== Texto fornecido ==
========================
O último contato feito com Rebeca foi relatado em carta enviada pela espanhola à família do militante em Guanhães em 29 de junho de 1996: “(Bretas) vinha todas as semanas. Ficava por três ou quatro dias. Sempre falávamos por telefone”. Em seguida, conta da interrupção das ligações e visitas: “Faz uns meses que não sei nada. (No último telefonema) estava preocupado e nervoso. Disse que devia muito dinheiro”. A correspondência foi enviada a Guanhães de Las Palmas, nas Ilhas Canárias, para onde Rebeca viajava com frequência a negócios. Bretas esteve no Brasil pela última vez em 1980, com a Lei da Anistia, promulgada em 28 de agosto de 1979, mas decidiu não voltar a viver no país. No período em que esteve no exterior, contou com a ajuda financeira de parentes.
========================
== Objetivo do exercício ==
Escreva a continuação do texto sobre o militante Bretas, começando logo após a última frase apresentada.

[Itens de dados armazenados]
========================
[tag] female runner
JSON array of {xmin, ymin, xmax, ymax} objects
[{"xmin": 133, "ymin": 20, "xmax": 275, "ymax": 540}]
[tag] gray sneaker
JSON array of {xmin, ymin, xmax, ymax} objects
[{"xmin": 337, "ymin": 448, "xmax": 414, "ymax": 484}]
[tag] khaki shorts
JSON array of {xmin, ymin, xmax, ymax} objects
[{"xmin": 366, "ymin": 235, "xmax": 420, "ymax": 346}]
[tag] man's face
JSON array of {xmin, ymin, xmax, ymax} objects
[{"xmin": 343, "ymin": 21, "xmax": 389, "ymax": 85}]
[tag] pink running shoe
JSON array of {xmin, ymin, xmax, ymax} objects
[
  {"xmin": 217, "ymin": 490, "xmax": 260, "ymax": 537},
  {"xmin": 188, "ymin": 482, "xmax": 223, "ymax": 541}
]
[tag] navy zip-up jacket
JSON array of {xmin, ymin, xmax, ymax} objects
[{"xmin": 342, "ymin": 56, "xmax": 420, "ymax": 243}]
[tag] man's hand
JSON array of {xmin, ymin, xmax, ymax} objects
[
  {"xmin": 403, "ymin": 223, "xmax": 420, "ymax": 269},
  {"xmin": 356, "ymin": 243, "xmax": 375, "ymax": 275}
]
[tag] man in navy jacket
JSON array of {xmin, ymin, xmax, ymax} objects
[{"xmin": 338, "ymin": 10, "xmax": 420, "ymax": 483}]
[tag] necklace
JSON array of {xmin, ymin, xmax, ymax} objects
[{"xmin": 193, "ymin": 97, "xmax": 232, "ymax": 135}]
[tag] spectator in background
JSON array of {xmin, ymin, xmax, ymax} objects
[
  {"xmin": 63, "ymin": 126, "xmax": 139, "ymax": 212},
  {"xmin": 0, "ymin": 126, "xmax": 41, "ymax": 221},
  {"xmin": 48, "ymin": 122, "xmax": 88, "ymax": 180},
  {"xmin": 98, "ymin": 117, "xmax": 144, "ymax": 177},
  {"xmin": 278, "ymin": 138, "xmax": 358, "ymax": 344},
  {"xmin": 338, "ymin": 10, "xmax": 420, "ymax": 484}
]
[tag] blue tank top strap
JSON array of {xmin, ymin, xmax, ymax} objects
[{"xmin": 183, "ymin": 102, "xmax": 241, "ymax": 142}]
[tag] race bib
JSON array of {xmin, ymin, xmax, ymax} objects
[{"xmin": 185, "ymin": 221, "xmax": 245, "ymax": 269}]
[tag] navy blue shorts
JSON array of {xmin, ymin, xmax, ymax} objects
========================
== Resposta esperada ==
O militante de esquerda, que assim como Dilma Rousseff ficou detido no presídio de Linhares, em Juiz de Fora, na Zona da Mata, era apontado pelos militares como o responsável pelo roubo de placas de automóveis e pelo envolvimento no assalto a um jipe da Secretaria de Estado de Fazenda de Minas Gerais que transportava dinheiro de Belo Horizonte para Guanhães, em 29 de agosto de 1968. Foi atribuída a Bretas também a participação em outro assalto, a um banco em Sabará. Com os pais, já falecidos, Bretas falou pela última vez em 29 de junho de 1994, no dia de seu aniversário, conforme relato da irmã, Fátima Bretas.

Conhecido como Kleber ou Amaury na luta contra o regime militar, o colega de Dilma foi preso em 1969 e, depois de torturado, revelou a localização da casa no Bairro São Geraldo que abrigava integrantes do Colina. Com a informação, agentes do Departamento de Ordem Política e Social (Dops) e da Delegacia de Furtos e Roubos foram enviados até o local. Houve troca de tiros. Dois agentes da repressão morreram. Todas as pessoas que estavam na casa foram presas. Um militante da esquerda e um policial foram feridos.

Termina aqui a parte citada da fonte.